-- start Dataset records --

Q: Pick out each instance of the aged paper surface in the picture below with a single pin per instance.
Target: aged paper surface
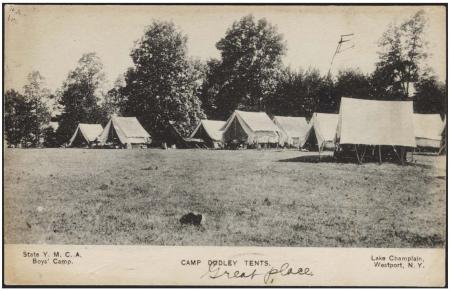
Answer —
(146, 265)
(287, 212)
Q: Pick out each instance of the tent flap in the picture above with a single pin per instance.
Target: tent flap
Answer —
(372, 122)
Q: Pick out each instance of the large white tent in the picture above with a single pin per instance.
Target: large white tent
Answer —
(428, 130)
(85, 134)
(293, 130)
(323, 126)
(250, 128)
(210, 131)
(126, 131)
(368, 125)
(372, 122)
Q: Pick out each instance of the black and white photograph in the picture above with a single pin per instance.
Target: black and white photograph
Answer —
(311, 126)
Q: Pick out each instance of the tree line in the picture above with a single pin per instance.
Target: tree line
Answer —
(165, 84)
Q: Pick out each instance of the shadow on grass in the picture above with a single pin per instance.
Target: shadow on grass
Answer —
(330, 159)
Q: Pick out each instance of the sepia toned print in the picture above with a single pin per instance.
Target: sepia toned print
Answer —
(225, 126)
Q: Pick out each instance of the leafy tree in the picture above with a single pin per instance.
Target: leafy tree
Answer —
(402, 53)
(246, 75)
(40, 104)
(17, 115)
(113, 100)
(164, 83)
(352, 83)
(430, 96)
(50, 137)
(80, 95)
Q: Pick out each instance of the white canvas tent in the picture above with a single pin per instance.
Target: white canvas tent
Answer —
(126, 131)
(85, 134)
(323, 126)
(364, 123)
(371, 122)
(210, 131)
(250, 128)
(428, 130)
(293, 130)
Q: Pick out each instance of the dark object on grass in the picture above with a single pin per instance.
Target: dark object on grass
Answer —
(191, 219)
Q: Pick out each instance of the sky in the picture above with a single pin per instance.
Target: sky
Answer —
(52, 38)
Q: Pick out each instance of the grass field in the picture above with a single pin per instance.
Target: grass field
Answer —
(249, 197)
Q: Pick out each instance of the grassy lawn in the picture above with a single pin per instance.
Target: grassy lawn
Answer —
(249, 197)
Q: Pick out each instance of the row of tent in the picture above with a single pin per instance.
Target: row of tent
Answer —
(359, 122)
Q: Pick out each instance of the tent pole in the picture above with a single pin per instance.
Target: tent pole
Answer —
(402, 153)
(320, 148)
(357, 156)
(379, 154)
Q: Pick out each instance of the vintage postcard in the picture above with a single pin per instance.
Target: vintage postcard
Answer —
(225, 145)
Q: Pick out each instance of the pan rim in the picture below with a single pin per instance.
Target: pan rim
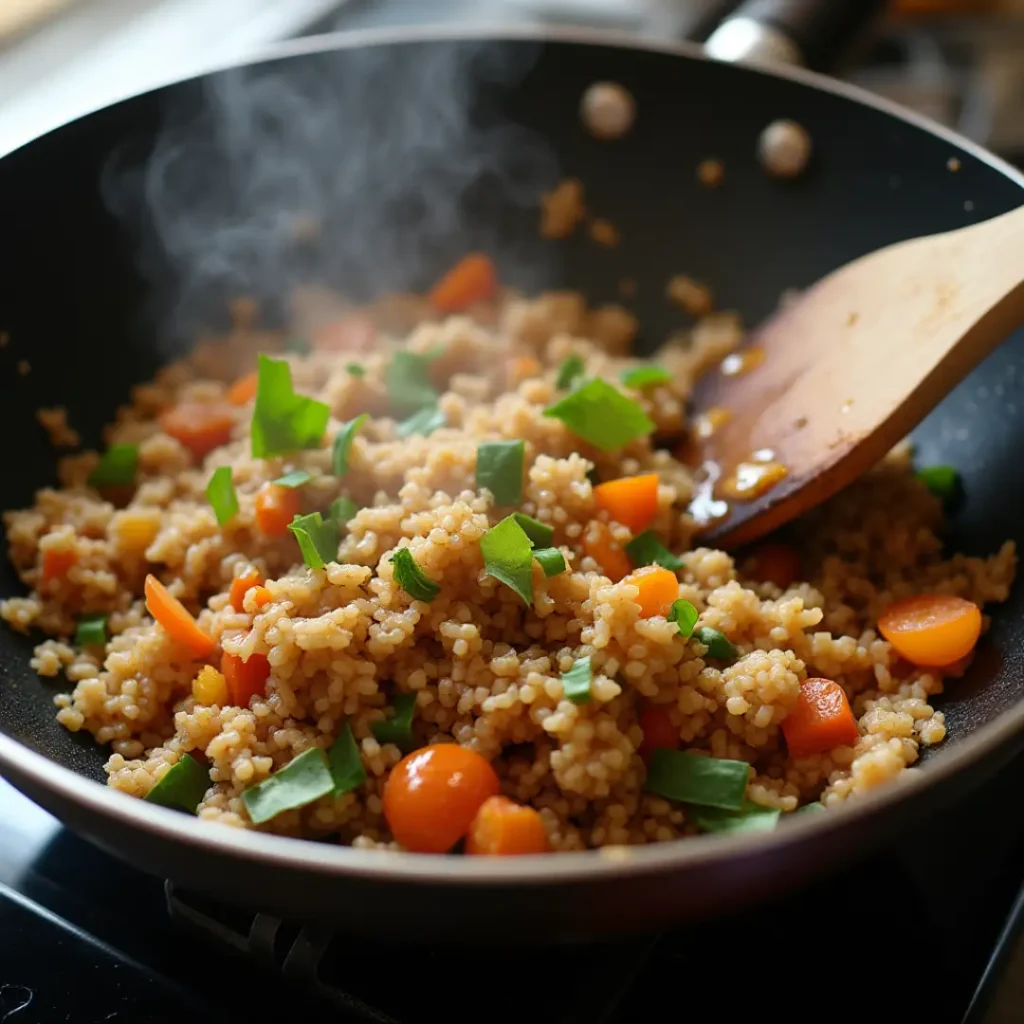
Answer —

-- end Dataset records --
-- start Dataset records --

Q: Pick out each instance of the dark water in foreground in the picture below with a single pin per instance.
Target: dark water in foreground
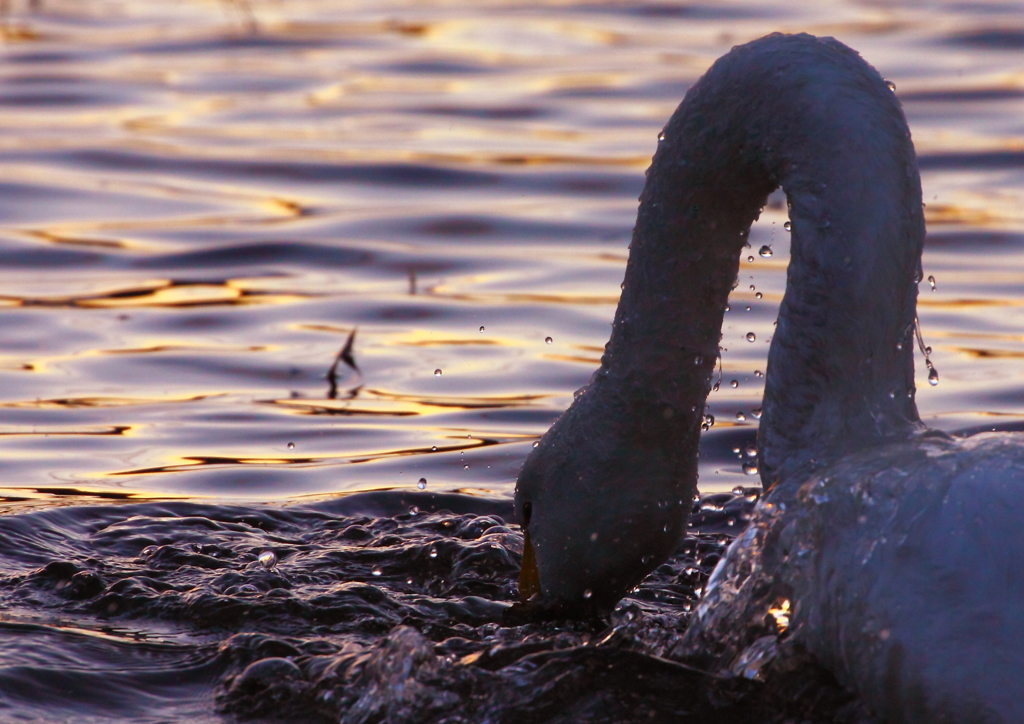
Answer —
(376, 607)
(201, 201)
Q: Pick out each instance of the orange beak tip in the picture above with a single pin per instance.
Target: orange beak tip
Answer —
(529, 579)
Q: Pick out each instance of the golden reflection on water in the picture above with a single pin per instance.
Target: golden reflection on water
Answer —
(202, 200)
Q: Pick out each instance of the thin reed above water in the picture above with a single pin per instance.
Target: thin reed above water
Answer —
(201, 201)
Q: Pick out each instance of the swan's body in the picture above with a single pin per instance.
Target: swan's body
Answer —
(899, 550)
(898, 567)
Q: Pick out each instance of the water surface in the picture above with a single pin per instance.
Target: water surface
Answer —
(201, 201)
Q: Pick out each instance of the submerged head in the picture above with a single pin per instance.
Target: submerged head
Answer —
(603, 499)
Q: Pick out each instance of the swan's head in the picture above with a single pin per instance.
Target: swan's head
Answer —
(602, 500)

-- end Dataset records --
-- start Dataset records --

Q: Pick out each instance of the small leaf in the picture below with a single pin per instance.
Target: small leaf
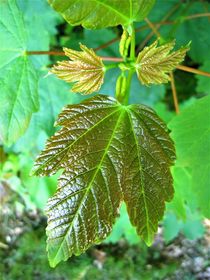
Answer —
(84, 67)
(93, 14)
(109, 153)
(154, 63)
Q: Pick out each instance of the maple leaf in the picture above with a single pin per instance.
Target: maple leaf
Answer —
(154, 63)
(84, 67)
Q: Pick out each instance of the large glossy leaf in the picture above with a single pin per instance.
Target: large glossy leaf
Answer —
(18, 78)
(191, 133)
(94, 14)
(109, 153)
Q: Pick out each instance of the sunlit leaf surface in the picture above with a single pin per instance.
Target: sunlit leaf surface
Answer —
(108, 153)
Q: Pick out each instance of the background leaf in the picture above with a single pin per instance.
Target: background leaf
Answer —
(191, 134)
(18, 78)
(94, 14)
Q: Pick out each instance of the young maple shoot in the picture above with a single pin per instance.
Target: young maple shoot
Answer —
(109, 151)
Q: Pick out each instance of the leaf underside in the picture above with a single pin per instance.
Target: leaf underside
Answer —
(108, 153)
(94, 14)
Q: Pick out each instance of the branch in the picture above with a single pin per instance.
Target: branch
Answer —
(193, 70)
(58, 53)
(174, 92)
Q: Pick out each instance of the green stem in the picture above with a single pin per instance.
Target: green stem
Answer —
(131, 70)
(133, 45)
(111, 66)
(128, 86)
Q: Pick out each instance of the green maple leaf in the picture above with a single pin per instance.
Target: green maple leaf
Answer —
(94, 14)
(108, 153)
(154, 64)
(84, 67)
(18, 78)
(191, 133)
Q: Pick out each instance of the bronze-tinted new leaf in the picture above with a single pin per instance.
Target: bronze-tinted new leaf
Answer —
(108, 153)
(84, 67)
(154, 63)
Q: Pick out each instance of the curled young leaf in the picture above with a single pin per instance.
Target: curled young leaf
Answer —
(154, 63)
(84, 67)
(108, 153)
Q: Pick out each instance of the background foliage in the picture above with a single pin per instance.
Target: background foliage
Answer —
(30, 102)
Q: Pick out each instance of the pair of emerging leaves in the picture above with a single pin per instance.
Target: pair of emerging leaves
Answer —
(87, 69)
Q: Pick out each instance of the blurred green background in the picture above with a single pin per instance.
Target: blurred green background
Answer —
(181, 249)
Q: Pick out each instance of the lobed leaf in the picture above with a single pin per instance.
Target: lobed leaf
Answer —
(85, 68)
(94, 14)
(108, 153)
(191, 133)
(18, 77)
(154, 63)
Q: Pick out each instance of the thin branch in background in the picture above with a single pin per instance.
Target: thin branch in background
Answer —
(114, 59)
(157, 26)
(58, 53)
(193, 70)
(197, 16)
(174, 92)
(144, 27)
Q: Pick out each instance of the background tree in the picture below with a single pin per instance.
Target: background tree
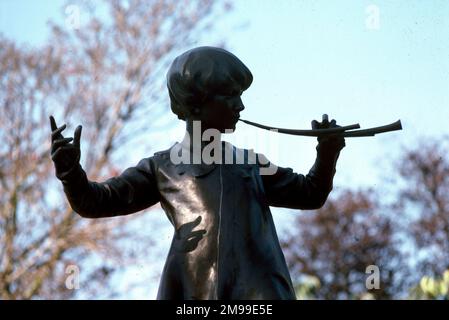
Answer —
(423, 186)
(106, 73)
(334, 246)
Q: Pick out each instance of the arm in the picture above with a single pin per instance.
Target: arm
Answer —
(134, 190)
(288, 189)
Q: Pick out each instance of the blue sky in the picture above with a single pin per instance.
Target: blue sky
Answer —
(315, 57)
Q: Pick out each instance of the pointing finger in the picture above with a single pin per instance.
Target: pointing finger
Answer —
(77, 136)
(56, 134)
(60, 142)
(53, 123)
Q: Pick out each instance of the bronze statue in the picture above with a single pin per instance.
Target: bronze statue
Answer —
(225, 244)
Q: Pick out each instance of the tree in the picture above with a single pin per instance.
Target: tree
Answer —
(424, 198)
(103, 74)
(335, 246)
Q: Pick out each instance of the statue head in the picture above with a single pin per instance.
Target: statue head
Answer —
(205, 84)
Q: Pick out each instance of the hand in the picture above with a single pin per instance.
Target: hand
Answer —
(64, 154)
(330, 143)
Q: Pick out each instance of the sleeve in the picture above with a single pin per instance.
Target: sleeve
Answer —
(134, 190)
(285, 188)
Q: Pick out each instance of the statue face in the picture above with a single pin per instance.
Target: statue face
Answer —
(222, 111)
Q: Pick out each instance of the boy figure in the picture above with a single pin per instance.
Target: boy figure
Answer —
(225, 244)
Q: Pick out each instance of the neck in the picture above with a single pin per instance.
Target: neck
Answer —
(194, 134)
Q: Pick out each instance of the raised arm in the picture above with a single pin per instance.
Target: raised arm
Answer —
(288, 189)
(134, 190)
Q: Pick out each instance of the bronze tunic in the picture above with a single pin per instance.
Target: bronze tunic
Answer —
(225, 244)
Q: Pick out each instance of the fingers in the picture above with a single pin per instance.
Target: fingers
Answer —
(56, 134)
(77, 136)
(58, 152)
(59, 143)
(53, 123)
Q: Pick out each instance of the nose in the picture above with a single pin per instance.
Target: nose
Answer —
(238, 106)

-- end Dataset records --

• **Given instruction**
Show each line of the records above that contains the word "shoot", treating uppercase and lowercase as different.

• **The answer**
Q: Pick out each instance of the young maple shoot in the picture above with a single pin per instance.
Target: young maple shoot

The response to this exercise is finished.